Could you print out every entry, character for character?

┄┄┄┄┄┄

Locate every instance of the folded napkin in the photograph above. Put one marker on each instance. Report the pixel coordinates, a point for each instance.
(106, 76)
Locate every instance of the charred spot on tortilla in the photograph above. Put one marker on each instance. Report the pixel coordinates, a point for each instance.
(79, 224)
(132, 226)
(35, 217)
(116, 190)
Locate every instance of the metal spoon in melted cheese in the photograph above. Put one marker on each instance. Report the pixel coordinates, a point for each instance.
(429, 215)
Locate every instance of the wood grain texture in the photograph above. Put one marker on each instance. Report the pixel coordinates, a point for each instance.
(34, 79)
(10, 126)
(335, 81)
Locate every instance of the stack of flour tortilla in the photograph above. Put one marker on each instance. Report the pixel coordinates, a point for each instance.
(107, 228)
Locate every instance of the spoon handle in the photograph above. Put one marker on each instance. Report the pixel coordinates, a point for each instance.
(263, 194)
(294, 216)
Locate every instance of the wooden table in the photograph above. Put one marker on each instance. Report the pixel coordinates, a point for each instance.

┄┄┄┄┄┄

*Final answer*
Locate every instance of the folded napkin in the photograph above. Put one marker on each instance. Report the pixel coordinates, a point for each instance.
(106, 76)
Locate every instance of the charred spot on tortilla in the photograph above. Put one marker on each instance. Report the pixel coordinates, a point for each instance.
(79, 224)
(132, 226)
(35, 217)
(116, 190)
Locate every instance of the metal spoon in melted cheese in the photograph above. Put one marker on each instance. Report the pixel coordinates, a point for each instance.
(429, 215)
Locate every instance of the wood grain texture in the photograph above. Put one marker on each instance. Report the pixel coordinates, a point for each instance.
(34, 79)
(10, 126)
(335, 81)
Locate every instance of the stack of flour tortilla in the photograph above. Put one marker on each instance. Report the pixel coordinates, a point for each instance.
(107, 228)
Locate every instance of the spoon handle in the photograph above. Put one marker on each instance. Report the pixel coordinates, a point for each instance.
(263, 194)
(294, 216)
Locate every instance of the wooden table in the photograph above. Put one marker on each instance. Report the pixel coordinates, a point for each instance.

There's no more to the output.